TASK LIST:
(1) From the Feminist Camp day-three post, name every organization the campers visited.
(2) Write out the part of the Feminist Camp day-three post that starts with "Feminist Camp Summer" and goes on through "people’s entire lives.".
(3) In the Feminist Camp day-three post, what was used to demonstrate an aspiration abortion?

SELECTED EXTRACT:

Feminist Camp Summer 2016 // Day Three: The Justice, Rights, and Health of Reproduction
To begin our day focusing on reproductive justice, we visited the National Institute of Reproductive Health, which works to protect bodily autonomy and reproductive health access. While the organization focuses on reproductive rights, which involves legal rights and ability access, it considers itself an ally to reproductive justice organizations, which often focus on intersections between reproductive health and race, class, and other identities and do local work in communities. We learned about their TORCH program, which pays and job trains high school students of color to be peer sexuality educators. We left with the knowledge that reproductive rights and reproductive justice focus not just on one issue, such as economics, but people’s entire lives.
We then met Lisa Maldanado of the Reproductive Health Access Project, which offers training and support for clinicians in abortion, contraception, and miscarriage. Their mission focuses on accessibility and making reproductive health a component of basic health care. After learning about statistics regarding who is having abortions and how the law affects abortion access, campers experienced a first in their lives: witnessing a demonstration of an aspiration abortion on a papaya (which is shaped similarly to the uterus)! We discussed misconceptions about abortion patients, the variety of methods in which abortion can take place, and the physical feelings and emotional atmosphere surrounding an abortion procedure. To end the session, some campers replicated the aspiration abortion on papayas themselves.
At our last stop of the day, Spence-Chapin Adoption Agency, social workers Laura Ilowite and Katie Foley answered our many questions about adoption, which they noted is often left out of conversations about reproductive health. They stressed the importance of intentional and ever-evolving language around adoption as well as that of simply letting people know that adoption is an option. We learned that while the majority of aspiring adoptive parents seek to adopt healthy babies, the groups most in need of being adopted are older/adolescent children, sibling pairs, and children with special needs. Additionally, we learned about adoption law and one feature that makes Spence-Chapin unique: their inclusivity of identities and parental status of those who wish to adopt through their agency.
We’re processing all that we learned and experienced for the past few days as we march into day four, career day!

EXCERPTED RECORDS:
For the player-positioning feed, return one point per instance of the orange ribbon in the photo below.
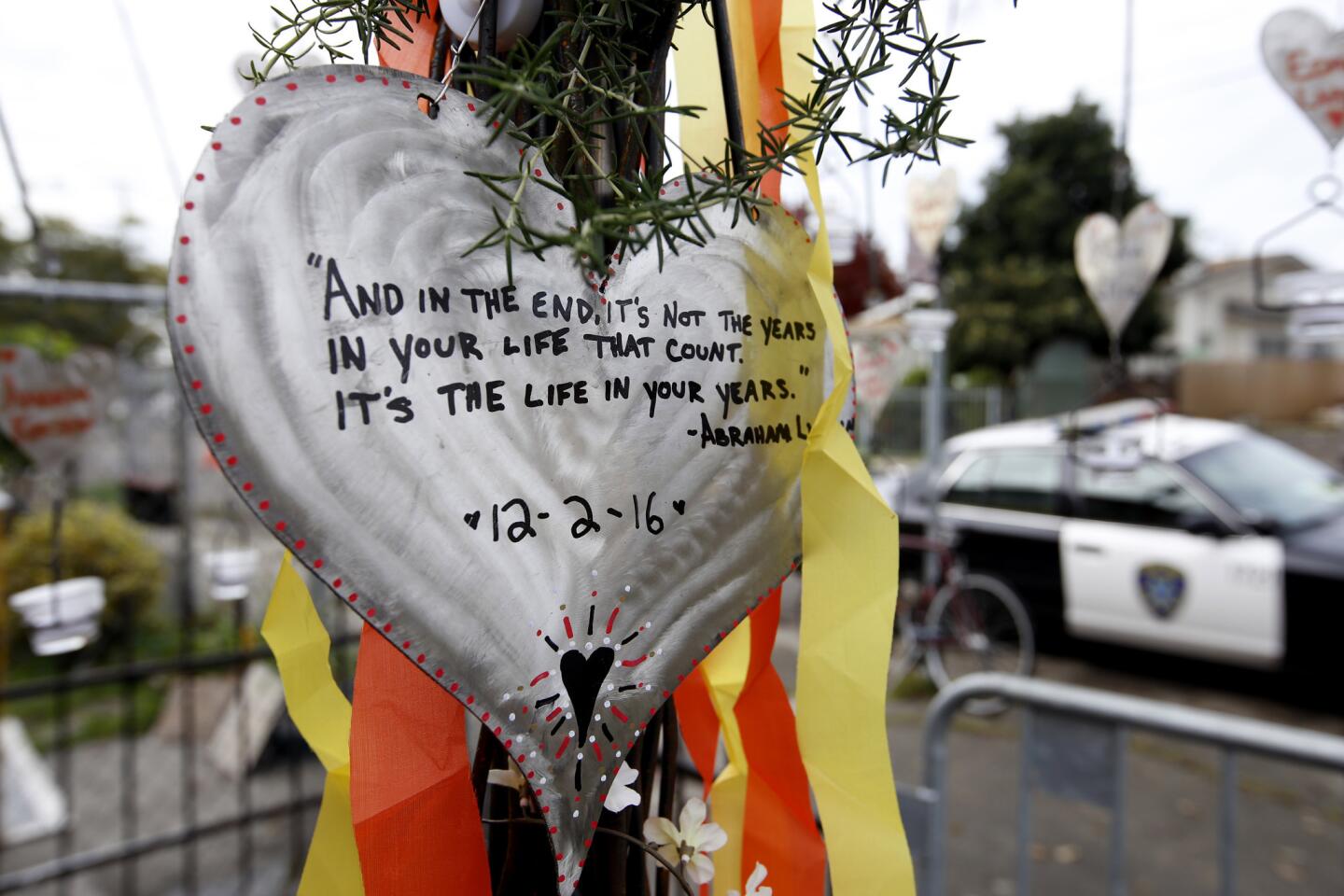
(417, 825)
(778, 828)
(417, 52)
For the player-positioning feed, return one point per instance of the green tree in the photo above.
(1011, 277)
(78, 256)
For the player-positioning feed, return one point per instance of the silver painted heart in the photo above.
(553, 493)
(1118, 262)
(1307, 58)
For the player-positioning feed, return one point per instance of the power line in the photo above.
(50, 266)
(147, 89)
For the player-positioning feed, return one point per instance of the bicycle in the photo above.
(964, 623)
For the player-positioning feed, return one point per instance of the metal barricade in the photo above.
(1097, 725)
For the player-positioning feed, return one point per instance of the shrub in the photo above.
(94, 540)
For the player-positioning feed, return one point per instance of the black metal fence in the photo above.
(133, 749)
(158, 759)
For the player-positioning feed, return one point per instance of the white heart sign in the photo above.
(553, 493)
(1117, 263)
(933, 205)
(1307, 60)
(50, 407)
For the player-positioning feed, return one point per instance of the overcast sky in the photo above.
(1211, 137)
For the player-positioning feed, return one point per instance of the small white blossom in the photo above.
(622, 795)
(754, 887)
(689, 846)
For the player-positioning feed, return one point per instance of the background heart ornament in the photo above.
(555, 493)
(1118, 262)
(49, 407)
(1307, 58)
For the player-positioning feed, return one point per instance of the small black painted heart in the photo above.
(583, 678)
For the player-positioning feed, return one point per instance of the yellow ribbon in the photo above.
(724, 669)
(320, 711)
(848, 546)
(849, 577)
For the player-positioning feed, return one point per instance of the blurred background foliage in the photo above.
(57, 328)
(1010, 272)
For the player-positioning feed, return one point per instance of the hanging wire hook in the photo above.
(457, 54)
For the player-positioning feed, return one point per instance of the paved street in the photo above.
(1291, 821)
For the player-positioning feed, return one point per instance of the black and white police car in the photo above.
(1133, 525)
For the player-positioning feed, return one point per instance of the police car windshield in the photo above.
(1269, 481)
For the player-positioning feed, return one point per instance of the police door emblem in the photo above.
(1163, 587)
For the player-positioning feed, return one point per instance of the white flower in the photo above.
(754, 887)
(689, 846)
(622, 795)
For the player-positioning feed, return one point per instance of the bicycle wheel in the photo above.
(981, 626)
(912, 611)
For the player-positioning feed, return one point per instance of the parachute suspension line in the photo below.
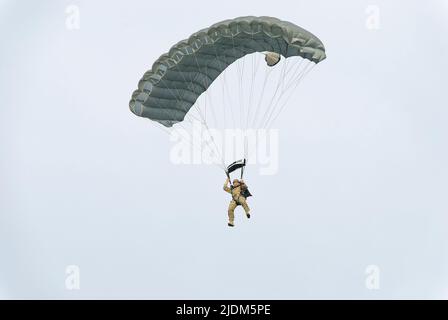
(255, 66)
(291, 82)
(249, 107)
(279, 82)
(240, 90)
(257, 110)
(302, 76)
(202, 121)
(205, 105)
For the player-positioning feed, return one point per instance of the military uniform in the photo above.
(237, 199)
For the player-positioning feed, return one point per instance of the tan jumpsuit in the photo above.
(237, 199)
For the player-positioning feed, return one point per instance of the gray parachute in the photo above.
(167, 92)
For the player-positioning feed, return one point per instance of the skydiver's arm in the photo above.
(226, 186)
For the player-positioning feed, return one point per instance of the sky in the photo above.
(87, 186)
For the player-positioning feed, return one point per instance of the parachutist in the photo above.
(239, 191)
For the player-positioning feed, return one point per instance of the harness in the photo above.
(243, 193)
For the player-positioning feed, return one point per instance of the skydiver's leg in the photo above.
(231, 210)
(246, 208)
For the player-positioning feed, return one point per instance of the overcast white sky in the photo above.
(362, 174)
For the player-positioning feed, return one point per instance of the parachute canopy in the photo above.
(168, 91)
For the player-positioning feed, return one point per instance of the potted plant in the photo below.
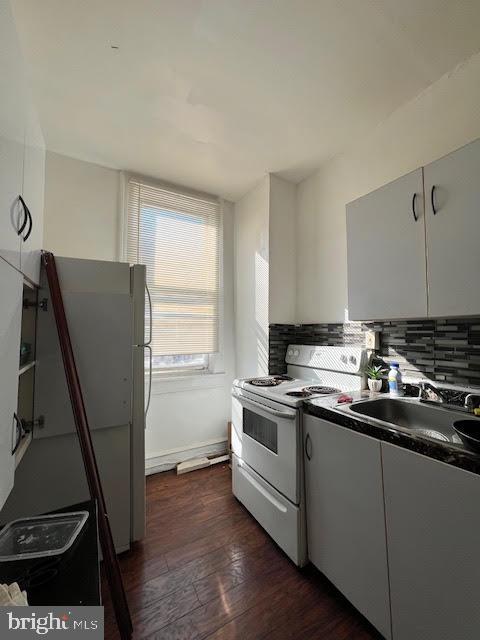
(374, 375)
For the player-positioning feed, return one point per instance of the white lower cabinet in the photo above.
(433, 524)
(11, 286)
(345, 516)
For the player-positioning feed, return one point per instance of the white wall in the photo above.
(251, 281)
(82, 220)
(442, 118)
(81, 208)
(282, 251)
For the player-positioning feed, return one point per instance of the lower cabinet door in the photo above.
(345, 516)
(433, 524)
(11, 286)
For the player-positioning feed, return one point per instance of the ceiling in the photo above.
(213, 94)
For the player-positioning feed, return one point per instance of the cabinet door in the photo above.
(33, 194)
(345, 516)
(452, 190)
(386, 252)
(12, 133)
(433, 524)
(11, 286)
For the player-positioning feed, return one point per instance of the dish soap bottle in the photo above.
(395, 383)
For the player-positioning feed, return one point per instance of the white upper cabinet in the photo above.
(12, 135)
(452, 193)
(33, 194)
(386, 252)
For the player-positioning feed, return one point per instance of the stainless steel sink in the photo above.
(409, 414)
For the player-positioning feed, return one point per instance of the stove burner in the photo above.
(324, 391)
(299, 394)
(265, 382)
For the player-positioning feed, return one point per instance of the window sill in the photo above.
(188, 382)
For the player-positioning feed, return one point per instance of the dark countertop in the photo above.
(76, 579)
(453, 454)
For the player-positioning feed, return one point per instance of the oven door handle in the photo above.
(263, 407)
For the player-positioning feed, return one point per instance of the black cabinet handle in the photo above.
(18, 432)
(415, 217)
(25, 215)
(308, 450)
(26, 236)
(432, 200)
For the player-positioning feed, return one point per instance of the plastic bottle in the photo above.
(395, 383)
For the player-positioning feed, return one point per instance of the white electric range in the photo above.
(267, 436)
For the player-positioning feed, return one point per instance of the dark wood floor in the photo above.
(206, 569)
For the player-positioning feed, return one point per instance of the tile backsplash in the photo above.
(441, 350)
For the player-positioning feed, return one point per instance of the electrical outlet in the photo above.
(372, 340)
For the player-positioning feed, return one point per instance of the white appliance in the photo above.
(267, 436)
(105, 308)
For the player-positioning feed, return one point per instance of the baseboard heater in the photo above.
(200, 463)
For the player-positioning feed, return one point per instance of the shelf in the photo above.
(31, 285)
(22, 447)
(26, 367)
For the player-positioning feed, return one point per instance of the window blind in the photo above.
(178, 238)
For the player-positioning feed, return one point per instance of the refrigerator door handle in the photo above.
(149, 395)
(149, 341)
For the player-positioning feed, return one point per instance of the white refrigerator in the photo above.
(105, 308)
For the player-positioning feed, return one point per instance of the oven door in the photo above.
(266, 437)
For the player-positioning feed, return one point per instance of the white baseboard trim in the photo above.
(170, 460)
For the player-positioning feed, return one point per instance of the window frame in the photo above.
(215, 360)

RESPONSES PER TASK:
(1)
National Institute of Reproductive Health
Reproductive Health Access Project
Spence-Chapin Adoption Agency

(2)
Feminist Camp Summer 2016 // Day Three: The Justice, Rights, and Health of Reproduction
To begin our day focusing on reproductive justice, we visited the National Institute of Reproductive Health, which works to protect bodily autonomy and reproductive health access. While the organization focuses on reproductive rights, which involves legal rights and ability access, it considers itself an ally to reproductive justice organizations, which often focus on intersections between reproductive health and race, class, and other identities and do local work in communities. We learned about their TORCH program, which pays and job trains high school students of color to be peer sexuality educators. We left with the knowledge that reproductive rights and reproductive justice focus not just on one issue, such as economics, but people’s entire lives.

(3) A papaya, which is shaped similarly to the uterus.